- INSTRUCTIONS FOR THE TASK: Pull out every line below that contains the word "notebook" and copy each one unchanged.

- RECORDS PROVIDED:
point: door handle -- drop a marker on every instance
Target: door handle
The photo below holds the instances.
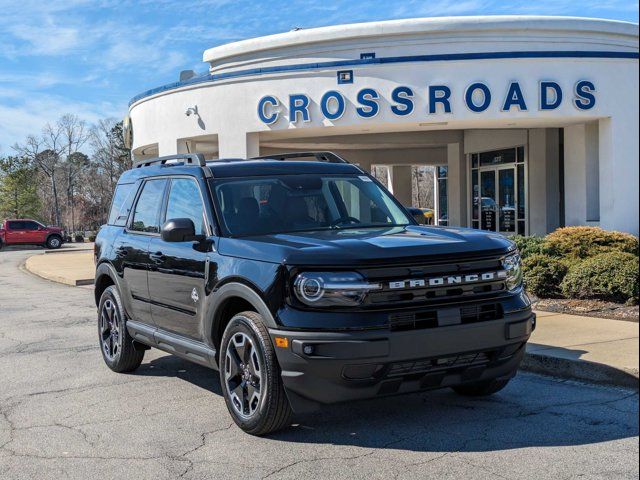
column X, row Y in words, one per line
column 158, row 257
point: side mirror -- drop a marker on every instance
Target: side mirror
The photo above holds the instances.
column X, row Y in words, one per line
column 180, row 230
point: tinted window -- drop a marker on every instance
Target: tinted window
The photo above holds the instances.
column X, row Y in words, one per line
column 30, row 226
column 16, row 225
column 121, row 204
column 294, row 203
column 185, row 202
column 145, row 216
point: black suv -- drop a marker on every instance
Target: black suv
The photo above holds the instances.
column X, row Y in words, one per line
column 302, row 282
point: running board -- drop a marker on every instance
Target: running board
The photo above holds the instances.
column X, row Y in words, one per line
column 183, row 347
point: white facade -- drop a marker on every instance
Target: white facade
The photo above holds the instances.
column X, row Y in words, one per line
column 414, row 87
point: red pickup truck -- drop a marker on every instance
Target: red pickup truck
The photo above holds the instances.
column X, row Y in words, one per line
column 22, row 231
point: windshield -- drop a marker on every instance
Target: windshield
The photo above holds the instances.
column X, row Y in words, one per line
column 297, row 203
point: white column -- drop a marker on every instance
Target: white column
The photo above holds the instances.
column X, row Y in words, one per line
column 581, row 173
column 167, row 147
column 238, row 145
column 401, row 181
column 456, row 185
column 618, row 146
column 544, row 181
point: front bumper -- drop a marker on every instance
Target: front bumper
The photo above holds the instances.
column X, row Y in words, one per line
column 330, row 367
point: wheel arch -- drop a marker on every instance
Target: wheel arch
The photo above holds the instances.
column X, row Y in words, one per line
column 105, row 277
column 229, row 300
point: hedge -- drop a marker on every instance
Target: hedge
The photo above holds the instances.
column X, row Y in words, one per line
column 543, row 275
column 611, row 276
column 528, row 246
column 585, row 242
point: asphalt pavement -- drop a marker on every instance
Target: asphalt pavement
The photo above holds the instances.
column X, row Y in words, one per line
column 63, row 414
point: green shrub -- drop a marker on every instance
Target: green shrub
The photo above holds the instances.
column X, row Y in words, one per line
column 611, row 276
column 584, row 242
column 528, row 246
column 543, row 275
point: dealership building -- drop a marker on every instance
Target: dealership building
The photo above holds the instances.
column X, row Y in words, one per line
column 532, row 122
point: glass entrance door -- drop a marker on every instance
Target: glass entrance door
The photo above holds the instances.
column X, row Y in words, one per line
column 498, row 191
column 498, row 199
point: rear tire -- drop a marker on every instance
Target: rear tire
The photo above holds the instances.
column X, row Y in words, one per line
column 481, row 389
column 54, row 242
column 116, row 344
column 250, row 376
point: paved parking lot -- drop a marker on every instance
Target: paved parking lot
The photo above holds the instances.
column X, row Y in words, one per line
column 63, row 414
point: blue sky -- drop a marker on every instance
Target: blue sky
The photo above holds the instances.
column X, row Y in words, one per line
column 89, row 57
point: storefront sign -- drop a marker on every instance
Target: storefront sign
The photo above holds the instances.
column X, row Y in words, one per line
column 477, row 98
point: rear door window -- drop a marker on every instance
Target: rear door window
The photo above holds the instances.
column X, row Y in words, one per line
column 121, row 204
column 146, row 215
column 185, row 202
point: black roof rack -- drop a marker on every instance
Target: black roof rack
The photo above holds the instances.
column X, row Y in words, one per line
column 185, row 158
column 319, row 156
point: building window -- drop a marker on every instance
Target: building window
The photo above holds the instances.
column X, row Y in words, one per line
column 498, row 191
column 442, row 196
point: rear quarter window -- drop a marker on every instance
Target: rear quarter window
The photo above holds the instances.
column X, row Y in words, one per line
column 121, row 204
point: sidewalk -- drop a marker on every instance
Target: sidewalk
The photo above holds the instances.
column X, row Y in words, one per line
column 70, row 267
column 584, row 348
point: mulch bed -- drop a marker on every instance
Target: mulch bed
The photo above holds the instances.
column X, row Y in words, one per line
column 587, row 308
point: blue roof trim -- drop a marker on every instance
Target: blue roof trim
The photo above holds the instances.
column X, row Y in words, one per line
column 385, row 60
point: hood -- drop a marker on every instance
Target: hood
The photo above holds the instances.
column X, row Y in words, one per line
column 353, row 247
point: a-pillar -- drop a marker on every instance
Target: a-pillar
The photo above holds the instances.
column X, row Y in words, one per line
column 401, row 183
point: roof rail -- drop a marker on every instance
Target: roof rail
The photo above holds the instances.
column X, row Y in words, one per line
column 186, row 158
column 319, row 156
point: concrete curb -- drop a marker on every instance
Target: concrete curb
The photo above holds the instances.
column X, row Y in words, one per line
column 65, row 280
column 74, row 250
column 581, row 370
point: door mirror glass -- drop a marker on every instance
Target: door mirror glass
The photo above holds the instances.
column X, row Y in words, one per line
column 180, row 230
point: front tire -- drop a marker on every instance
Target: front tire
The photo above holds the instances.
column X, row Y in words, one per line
column 115, row 342
column 250, row 376
column 54, row 242
column 481, row 389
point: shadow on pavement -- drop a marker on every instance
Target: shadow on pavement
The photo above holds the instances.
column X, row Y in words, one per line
column 532, row 411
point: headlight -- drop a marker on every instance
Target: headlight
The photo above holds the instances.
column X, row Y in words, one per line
column 329, row 289
column 513, row 266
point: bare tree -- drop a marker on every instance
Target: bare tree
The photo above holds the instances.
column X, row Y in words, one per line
column 73, row 135
column 109, row 151
column 37, row 150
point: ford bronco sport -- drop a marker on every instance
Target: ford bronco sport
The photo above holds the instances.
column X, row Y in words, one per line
column 302, row 282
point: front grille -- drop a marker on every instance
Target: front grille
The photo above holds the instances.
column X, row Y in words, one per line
column 434, row 364
column 407, row 294
column 403, row 321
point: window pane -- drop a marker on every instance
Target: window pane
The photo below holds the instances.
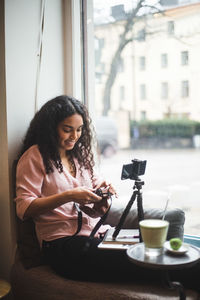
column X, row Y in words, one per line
column 164, row 90
column 184, row 58
column 164, row 60
column 139, row 62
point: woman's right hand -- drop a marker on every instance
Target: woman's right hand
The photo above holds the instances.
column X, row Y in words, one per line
column 84, row 195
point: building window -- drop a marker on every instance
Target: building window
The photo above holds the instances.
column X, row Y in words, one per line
column 185, row 89
column 142, row 62
column 121, row 93
column 170, row 27
column 184, row 58
column 164, row 90
column 142, row 91
column 141, row 35
column 143, row 115
column 164, row 60
column 121, row 65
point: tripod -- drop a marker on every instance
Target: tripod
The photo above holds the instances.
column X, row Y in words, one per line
column 136, row 194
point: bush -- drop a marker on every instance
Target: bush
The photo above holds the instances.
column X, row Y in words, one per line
column 181, row 128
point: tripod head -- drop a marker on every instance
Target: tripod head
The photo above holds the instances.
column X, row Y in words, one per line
column 134, row 170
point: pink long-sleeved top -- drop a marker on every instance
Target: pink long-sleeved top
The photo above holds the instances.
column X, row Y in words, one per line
column 32, row 182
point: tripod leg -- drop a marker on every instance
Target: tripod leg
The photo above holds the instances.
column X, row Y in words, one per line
column 124, row 215
column 140, row 211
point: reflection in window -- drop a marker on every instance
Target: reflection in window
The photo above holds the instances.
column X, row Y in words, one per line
column 143, row 115
column 170, row 27
column 184, row 88
column 184, row 58
column 142, row 62
column 142, row 91
column 164, row 60
column 164, row 90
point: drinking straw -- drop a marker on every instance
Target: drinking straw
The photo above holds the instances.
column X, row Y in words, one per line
column 168, row 198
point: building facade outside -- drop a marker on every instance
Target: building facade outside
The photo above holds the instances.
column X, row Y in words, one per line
column 158, row 73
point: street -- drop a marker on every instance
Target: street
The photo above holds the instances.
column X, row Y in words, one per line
column 169, row 173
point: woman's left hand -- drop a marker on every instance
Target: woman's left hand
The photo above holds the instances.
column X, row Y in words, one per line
column 100, row 208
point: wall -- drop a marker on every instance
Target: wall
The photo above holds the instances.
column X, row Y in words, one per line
column 18, row 62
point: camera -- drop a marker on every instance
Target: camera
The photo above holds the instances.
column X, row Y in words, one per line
column 103, row 192
column 133, row 170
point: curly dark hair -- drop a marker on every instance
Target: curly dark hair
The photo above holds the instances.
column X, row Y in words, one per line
column 43, row 132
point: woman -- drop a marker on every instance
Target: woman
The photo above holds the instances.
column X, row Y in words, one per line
column 54, row 178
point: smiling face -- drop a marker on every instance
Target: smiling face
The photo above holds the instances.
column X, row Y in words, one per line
column 69, row 131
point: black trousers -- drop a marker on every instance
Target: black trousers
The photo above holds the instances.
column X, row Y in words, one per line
column 70, row 258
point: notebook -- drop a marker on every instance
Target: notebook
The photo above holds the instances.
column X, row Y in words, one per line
column 125, row 239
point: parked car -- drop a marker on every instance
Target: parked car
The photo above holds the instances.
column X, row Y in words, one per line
column 107, row 135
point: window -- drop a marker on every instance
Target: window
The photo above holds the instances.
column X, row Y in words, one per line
column 155, row 86
column 142, row 91
column 121, row 65
column 184, row 88
column 141, row 35
column 143, row 115
column 184, row 58
column 164, row 60
column 121, row 93
column 142, row 62
column 170, row 27
column 164, row 90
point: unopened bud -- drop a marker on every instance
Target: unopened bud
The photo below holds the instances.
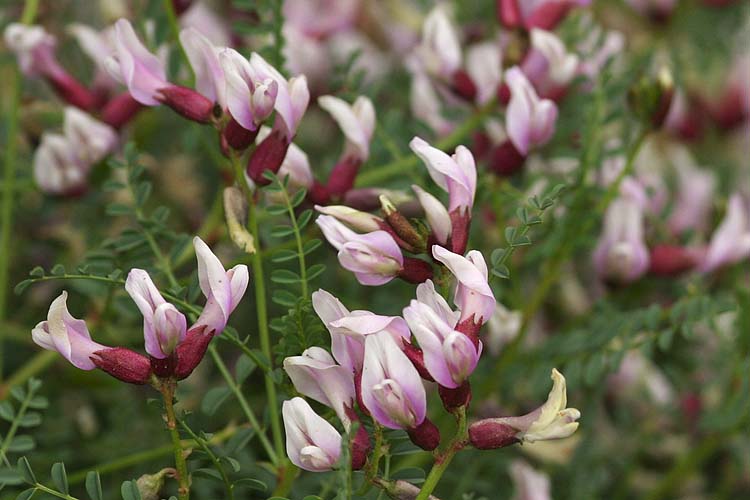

- OUTPUT FOR THIS EXERCISE:
point: notebook -- drop a marker on every instance
Target: notebook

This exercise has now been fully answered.